With the pictures left out, restate exactly the part below that opens with the line containing "Query: butterfly leg" and closes with the line containing "written like <point>264,654</point>.".

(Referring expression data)
* * * *

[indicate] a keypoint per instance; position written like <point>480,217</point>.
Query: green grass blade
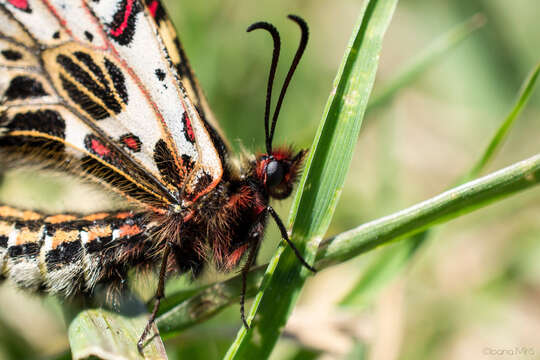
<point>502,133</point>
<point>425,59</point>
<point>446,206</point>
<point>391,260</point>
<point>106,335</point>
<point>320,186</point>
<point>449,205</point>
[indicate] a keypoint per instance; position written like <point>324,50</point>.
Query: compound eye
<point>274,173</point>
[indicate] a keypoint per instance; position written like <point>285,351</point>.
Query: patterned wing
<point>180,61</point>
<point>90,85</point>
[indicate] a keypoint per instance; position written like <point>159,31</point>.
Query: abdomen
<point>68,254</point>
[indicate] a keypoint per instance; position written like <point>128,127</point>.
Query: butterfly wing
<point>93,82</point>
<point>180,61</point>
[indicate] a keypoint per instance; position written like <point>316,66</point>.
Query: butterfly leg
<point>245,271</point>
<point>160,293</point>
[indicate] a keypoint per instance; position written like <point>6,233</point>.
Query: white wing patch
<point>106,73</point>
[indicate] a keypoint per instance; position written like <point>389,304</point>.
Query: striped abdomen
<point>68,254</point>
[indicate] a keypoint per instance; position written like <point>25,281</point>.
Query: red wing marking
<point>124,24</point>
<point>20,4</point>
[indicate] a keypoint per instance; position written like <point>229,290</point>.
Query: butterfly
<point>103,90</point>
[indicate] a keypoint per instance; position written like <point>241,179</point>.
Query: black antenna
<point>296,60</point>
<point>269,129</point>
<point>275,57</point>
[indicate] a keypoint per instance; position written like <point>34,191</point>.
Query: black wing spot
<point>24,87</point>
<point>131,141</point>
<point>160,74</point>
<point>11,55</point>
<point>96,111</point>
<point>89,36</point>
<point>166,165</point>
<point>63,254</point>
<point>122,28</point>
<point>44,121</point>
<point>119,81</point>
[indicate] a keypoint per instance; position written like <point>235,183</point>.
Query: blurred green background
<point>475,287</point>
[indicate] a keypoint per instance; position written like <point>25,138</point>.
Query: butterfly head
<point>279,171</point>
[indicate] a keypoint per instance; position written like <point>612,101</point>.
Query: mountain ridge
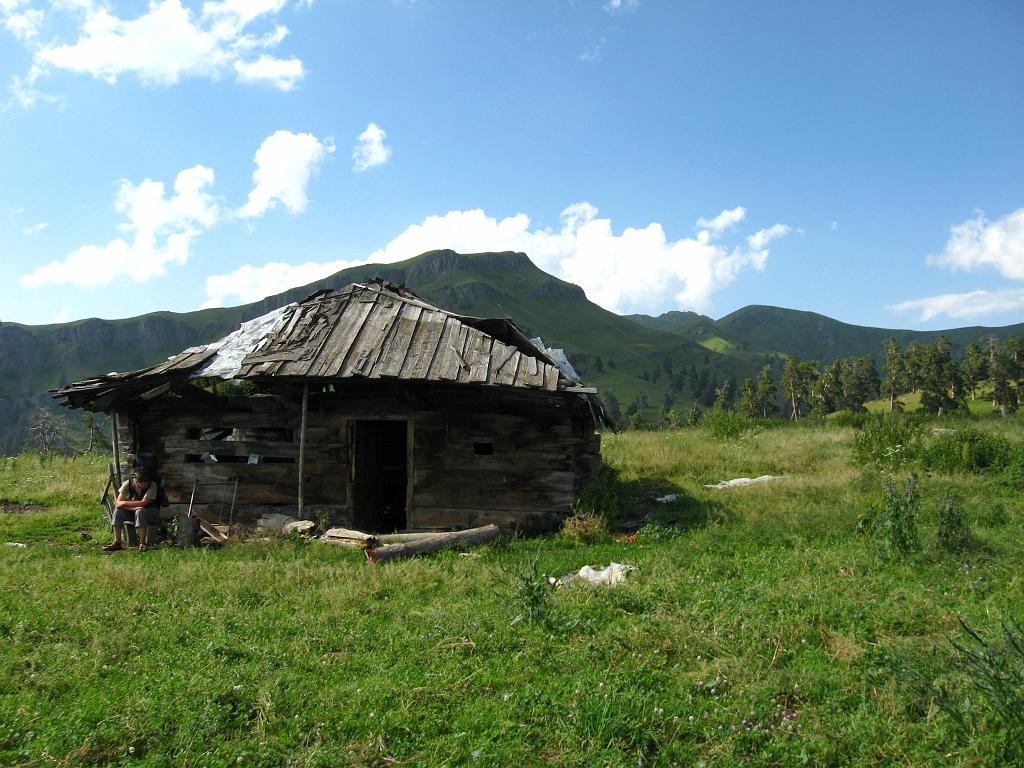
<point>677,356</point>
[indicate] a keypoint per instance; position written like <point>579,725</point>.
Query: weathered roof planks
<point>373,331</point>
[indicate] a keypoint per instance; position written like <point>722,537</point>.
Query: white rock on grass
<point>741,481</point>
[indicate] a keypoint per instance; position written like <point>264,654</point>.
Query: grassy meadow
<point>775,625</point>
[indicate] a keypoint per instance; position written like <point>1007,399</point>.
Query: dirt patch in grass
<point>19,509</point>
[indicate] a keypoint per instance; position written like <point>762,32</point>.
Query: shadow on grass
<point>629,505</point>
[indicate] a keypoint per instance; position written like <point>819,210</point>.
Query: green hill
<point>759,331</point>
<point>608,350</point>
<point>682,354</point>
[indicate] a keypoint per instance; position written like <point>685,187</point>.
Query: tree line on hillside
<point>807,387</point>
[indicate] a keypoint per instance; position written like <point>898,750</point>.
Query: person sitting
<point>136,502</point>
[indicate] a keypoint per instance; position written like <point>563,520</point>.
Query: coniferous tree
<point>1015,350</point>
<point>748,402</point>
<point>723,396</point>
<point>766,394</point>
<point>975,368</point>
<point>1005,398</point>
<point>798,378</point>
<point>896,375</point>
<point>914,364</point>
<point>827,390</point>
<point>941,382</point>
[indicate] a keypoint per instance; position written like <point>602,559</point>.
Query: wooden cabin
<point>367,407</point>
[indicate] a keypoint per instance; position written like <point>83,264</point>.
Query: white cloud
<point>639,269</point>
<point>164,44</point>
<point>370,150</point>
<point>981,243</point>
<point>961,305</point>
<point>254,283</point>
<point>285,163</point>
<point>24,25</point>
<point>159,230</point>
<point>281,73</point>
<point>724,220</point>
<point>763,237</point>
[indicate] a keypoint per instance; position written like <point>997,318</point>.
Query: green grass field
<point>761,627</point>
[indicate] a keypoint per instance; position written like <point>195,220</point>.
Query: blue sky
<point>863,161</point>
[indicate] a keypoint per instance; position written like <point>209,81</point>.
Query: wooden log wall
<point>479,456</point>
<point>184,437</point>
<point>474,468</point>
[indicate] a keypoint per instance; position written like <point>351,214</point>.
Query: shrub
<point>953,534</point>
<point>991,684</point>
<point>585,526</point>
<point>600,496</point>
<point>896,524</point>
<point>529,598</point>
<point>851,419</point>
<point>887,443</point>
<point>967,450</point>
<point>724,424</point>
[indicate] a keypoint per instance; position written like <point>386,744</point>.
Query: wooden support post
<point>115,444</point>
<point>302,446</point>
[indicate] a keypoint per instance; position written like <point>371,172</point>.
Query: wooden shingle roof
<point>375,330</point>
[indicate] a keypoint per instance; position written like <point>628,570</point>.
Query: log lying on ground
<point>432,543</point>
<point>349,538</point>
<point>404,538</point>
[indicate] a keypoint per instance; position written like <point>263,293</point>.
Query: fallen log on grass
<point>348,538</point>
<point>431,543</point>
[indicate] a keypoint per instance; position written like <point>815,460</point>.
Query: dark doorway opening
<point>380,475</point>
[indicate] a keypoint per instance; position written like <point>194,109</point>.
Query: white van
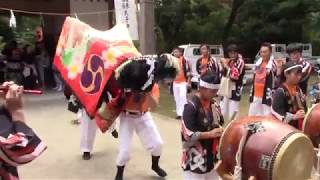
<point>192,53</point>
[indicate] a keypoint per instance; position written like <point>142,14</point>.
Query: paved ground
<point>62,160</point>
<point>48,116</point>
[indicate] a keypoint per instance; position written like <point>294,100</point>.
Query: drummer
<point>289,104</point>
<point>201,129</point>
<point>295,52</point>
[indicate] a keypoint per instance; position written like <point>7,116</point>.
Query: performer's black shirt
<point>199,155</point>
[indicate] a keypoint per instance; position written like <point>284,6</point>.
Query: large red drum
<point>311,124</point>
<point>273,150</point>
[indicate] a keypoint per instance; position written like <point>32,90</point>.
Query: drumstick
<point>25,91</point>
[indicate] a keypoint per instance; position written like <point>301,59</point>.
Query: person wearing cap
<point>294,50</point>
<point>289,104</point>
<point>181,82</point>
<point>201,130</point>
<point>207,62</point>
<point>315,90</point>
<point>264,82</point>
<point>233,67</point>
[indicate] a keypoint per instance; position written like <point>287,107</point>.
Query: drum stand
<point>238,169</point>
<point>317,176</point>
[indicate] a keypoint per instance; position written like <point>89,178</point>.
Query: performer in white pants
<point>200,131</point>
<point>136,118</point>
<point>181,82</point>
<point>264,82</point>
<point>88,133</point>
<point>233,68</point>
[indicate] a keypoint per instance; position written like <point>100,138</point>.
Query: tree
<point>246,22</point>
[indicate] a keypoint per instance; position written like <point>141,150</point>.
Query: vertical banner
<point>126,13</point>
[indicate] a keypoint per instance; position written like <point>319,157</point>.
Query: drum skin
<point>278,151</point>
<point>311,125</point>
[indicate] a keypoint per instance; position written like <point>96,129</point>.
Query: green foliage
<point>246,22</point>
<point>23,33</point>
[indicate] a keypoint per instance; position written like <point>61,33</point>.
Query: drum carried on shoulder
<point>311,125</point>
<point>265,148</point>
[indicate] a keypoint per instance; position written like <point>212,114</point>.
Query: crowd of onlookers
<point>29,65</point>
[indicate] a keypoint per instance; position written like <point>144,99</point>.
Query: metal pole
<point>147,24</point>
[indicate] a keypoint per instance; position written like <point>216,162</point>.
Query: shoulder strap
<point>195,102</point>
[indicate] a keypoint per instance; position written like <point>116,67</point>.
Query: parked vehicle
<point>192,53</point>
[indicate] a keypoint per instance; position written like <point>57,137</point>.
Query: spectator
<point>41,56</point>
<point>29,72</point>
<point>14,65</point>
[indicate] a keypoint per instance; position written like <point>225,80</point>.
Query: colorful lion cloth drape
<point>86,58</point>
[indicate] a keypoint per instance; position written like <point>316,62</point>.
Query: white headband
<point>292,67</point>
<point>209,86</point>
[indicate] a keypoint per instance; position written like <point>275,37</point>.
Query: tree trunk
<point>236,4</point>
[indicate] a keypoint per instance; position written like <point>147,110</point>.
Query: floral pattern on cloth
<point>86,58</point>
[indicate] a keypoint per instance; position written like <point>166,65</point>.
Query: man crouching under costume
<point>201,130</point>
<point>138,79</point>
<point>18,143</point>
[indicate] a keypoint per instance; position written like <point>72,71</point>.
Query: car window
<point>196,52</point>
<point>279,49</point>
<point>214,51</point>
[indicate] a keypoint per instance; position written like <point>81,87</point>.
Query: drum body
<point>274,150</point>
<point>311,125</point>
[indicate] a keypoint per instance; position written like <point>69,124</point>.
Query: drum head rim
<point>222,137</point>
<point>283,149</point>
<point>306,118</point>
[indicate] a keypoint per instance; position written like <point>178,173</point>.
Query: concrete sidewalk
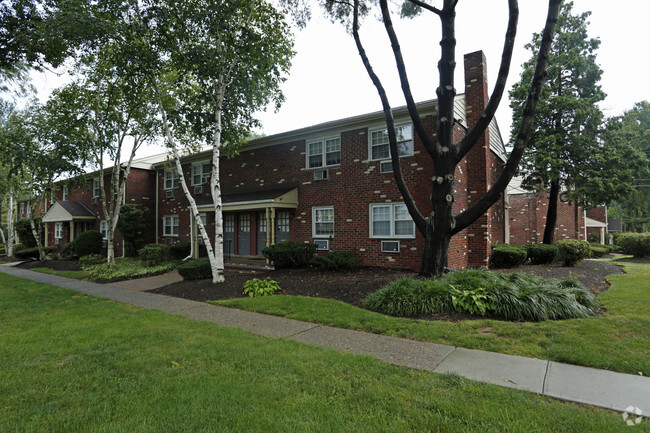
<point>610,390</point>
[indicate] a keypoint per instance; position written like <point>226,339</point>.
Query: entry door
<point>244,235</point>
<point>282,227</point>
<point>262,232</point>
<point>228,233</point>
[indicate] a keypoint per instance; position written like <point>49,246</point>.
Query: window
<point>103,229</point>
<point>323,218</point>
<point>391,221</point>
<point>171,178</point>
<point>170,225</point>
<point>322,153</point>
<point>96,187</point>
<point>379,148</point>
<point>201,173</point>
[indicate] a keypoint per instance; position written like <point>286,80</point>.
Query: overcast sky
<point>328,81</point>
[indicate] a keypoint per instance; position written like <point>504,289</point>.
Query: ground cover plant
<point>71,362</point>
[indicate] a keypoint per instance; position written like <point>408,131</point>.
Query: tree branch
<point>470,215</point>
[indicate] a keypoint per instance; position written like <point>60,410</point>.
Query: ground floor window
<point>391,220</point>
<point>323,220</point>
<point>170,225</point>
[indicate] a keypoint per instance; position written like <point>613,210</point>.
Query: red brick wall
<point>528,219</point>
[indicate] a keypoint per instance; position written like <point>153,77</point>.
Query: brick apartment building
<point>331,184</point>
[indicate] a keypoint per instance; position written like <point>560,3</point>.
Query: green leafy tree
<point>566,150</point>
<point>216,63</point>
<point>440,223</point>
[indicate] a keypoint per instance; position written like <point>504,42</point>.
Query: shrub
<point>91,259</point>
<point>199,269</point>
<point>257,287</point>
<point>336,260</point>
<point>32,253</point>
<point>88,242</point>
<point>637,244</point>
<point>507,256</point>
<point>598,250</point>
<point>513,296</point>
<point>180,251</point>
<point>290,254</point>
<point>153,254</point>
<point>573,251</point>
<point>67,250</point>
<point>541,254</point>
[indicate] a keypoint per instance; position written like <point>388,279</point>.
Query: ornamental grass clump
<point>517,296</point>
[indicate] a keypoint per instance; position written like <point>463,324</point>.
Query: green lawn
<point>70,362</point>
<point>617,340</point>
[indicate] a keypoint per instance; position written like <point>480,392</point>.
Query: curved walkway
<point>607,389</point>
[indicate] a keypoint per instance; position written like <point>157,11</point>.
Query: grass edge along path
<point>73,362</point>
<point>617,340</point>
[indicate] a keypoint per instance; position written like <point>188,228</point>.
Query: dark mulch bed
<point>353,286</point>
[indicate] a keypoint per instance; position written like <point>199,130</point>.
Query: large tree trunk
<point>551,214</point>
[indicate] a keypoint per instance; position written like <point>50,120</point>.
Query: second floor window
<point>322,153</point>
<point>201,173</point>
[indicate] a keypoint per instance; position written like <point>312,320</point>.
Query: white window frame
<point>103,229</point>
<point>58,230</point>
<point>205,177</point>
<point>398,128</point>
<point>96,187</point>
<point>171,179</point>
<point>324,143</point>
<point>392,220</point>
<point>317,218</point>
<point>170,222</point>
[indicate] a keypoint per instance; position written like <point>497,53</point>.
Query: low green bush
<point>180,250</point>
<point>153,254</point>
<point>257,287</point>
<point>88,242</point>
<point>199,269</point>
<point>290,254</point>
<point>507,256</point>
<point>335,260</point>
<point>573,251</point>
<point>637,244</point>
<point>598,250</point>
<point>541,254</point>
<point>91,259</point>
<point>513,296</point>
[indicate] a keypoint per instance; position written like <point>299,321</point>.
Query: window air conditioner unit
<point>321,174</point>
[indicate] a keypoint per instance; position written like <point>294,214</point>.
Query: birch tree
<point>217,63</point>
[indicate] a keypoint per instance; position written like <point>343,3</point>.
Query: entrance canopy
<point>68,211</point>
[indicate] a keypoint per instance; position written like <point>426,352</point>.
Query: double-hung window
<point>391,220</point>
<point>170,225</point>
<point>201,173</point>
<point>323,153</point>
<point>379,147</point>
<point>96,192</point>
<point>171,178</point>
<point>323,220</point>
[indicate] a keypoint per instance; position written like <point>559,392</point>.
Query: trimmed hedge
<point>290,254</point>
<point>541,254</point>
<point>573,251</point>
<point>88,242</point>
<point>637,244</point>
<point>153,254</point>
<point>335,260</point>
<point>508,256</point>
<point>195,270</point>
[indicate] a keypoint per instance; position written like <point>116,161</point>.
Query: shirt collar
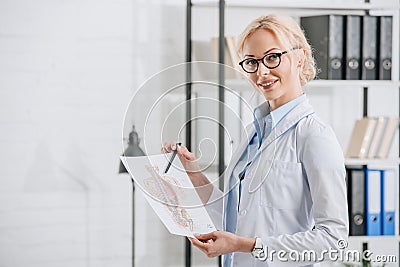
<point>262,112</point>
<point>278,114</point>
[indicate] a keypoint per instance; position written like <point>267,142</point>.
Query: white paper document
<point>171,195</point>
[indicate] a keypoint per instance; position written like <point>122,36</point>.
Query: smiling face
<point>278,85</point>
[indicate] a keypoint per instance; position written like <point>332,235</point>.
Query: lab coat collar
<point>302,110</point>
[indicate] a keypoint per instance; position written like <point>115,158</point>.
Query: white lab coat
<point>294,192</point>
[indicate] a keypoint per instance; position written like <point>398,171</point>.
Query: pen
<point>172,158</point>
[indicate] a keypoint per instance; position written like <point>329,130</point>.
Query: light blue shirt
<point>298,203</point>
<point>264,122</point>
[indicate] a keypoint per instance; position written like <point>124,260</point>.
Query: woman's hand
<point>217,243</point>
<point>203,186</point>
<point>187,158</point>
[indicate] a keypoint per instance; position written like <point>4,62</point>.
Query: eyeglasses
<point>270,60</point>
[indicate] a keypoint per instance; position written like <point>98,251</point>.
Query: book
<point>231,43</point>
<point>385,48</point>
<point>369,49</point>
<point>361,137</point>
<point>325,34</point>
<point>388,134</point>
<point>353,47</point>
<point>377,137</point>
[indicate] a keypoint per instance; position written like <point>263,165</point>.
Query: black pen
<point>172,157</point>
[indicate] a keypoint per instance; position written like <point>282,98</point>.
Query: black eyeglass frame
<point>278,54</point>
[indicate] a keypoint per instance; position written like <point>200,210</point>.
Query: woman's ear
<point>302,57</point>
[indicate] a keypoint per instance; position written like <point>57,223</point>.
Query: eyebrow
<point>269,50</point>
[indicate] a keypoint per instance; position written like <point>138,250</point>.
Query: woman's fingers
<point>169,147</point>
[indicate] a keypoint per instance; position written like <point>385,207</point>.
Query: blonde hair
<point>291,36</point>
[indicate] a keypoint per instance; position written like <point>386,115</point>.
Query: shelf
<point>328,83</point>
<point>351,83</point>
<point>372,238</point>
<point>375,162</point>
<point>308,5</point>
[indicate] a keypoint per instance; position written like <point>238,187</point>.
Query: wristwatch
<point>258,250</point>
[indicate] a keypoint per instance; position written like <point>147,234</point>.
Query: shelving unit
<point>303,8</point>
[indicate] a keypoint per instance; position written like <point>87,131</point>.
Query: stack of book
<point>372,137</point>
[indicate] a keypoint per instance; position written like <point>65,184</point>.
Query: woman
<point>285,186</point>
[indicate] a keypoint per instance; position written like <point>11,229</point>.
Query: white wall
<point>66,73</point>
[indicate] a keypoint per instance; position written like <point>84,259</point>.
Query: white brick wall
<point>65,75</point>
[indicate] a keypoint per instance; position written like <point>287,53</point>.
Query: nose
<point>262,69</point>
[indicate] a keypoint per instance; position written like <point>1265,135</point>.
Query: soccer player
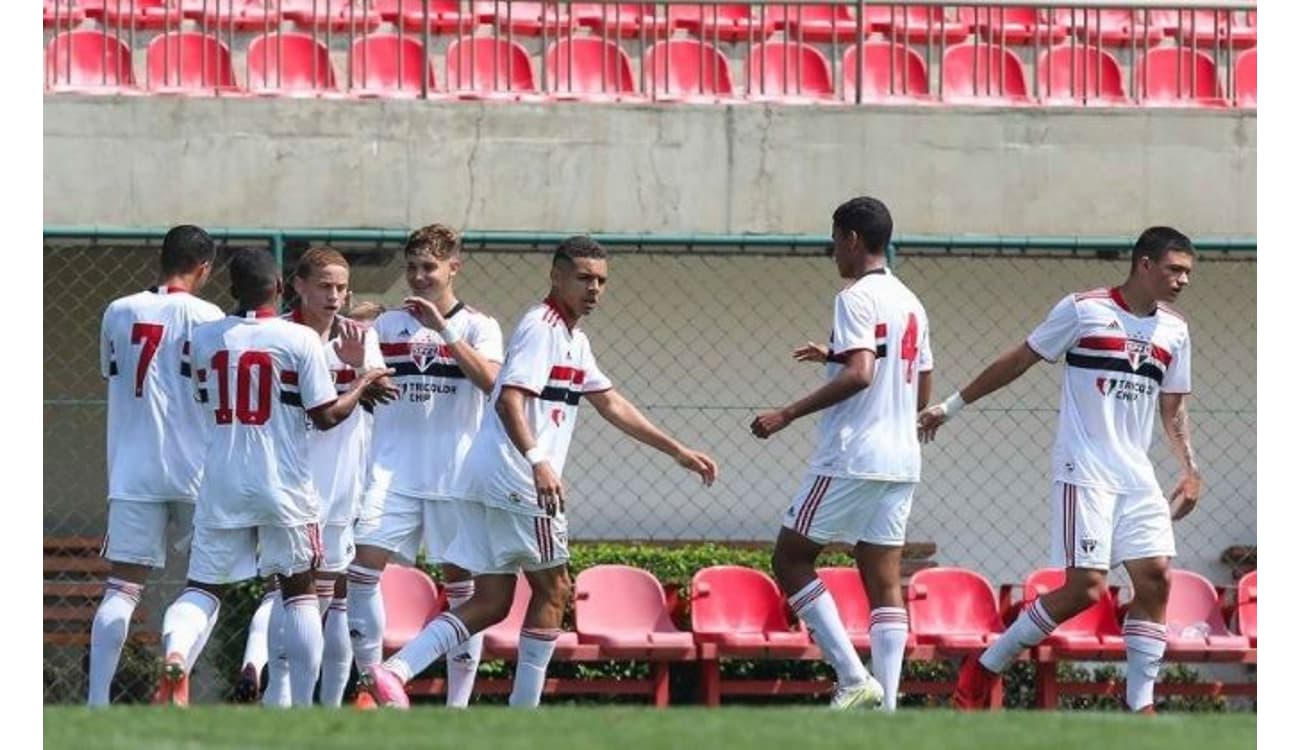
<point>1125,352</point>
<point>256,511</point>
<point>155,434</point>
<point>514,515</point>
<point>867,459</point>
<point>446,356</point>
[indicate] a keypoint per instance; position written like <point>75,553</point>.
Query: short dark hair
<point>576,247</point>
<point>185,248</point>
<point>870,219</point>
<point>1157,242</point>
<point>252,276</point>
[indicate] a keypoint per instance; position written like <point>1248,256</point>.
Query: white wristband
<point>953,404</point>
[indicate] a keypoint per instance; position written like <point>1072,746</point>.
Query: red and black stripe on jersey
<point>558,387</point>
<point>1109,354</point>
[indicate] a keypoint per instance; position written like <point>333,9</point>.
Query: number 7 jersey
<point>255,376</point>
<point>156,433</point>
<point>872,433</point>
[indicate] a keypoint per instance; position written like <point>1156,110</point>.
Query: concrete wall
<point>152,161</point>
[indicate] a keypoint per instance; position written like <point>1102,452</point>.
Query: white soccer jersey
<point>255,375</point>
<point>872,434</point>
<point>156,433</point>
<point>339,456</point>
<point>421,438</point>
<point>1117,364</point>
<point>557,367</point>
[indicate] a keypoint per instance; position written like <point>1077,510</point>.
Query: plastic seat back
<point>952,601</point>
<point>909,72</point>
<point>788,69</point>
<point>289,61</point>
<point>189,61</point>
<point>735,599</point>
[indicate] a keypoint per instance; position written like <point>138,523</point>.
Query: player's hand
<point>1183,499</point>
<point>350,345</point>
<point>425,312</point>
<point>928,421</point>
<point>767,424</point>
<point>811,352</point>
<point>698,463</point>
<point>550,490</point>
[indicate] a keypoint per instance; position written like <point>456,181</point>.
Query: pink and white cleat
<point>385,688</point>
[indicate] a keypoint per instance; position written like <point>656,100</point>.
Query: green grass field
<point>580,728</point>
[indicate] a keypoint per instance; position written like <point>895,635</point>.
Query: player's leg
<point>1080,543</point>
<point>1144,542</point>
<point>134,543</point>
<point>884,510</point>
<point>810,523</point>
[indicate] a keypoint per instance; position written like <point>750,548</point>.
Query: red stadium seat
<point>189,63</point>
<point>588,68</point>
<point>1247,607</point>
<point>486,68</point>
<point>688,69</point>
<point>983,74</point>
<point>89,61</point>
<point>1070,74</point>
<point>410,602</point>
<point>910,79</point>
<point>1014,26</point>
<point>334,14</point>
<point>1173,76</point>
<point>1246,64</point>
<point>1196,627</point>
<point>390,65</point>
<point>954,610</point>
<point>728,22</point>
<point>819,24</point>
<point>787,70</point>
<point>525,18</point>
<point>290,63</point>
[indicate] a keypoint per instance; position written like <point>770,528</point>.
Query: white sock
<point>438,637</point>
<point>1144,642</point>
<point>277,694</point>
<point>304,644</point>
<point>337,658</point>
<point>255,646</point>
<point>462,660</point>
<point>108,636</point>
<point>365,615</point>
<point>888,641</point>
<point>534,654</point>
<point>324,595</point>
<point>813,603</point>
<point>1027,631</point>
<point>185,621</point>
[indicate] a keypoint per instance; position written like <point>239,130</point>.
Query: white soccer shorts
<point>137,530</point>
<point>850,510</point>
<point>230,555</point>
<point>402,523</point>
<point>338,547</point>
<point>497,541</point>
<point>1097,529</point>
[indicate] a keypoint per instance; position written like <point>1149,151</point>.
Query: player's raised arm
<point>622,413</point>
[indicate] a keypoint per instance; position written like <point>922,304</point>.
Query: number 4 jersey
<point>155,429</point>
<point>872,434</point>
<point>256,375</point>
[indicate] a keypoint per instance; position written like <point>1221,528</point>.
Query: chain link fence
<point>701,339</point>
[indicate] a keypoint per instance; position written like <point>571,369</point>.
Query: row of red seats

* * * *

### Solved problem
Query: butterfly leg
<point>245,271</point>
<point>160,293</point>
[indicate] a keypoint per instance; position written like <point>6,233</point>.
Query: white wing patch
<point>106,73</point>
[indicate] a keypoint per instance; position written like <point>389,304</point>.
Query: striped abdomen
<point>68,254</point>
[indicate] a keypoint per instance; position written like <point>25,281</point>.
Query: red wing marking
<point>124,24</point>
<point>20,4</point>
[indicate] a keypoint per instance; position written like <point>229,290</point>.
Query: butterfly
<point>103,90</point>
[indicate] a keypoint per instance; position written like <point>241,179</point>.
Query: black antenna
<point>296,60</point>
<point>269,129</point>
<point>275,57</point>
[indicate] a keypoint per instance; position written like <point>34,191</point>.
Query: black wing spot
<point>24,87</point>
<point>131,141</point>
<point>160,74</point>
<point>11,55</point>
<point>96,111</point>
<point>89,36</point>
<point>166,165</point>
<point>63,254</point>
<point>122,28</point>
<point>44,121</point>
<point>119,81</point>
[indicate] a keypoint per instance; position written like <point>235,183</point>.
Query: blurred green background
<point>475,287</point>
[indicate] a keypoint per instance; position written like <point>25,138</point>.
Query: butterfly head
<point>279,171</point>
[indicate] a keypoint per instance; position written like <point>612,101</point>.
Query: mountain ridge
<point>677,356</point>
[indicate] a keypoint per instance; position written like <point>579,725</point>.
Query: weathered roof planks
<point>373,331</point>
[indicate] a keypoint per instance; position written like <point>722,537</point>.
Query: white rock on grass
<point>741,481</point>
[indicate] a keypoint per instance; position written like <point>264,654</point>.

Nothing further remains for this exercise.